§ **Goal of the exercise**
Report how many lines of the data below contain the string "forest"; give only the number.

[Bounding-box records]
....

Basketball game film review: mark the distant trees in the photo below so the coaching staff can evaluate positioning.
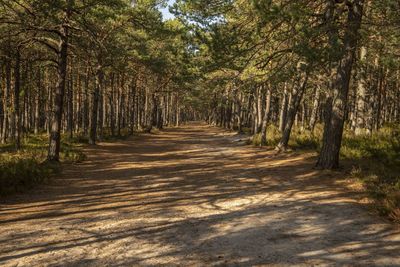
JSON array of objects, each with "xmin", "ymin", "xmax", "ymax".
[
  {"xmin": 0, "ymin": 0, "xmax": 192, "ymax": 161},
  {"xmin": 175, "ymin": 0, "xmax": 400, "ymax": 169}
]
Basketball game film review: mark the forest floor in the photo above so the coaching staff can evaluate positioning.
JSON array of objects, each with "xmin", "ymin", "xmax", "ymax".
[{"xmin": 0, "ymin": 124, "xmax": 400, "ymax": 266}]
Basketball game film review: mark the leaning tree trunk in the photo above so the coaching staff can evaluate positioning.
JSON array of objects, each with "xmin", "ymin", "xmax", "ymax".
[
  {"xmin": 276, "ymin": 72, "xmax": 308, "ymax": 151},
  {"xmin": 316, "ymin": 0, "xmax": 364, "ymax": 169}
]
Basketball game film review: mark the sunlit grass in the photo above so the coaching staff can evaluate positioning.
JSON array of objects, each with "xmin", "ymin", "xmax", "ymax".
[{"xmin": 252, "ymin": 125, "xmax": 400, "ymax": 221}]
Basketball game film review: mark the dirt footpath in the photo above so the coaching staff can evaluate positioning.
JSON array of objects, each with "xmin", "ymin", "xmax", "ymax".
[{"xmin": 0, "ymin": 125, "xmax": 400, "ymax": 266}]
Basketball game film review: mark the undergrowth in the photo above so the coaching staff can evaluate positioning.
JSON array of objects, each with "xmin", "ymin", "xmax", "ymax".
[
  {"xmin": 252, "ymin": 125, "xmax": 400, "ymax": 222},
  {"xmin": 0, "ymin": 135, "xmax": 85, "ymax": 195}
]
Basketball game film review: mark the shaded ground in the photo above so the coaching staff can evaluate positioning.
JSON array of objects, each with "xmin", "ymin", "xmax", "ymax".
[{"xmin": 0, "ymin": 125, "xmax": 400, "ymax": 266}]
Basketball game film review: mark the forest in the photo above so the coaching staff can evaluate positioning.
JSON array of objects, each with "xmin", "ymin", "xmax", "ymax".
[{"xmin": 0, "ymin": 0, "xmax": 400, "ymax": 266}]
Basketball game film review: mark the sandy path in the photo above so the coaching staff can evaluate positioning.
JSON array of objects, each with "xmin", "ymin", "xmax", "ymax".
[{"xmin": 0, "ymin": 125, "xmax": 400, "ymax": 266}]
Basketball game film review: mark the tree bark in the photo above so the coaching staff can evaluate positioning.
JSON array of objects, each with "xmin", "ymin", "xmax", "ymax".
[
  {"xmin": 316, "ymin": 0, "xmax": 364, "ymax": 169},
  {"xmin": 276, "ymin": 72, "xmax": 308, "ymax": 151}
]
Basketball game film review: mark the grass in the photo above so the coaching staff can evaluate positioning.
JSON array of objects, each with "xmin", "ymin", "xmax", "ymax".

....

§ **Completed exercise**
2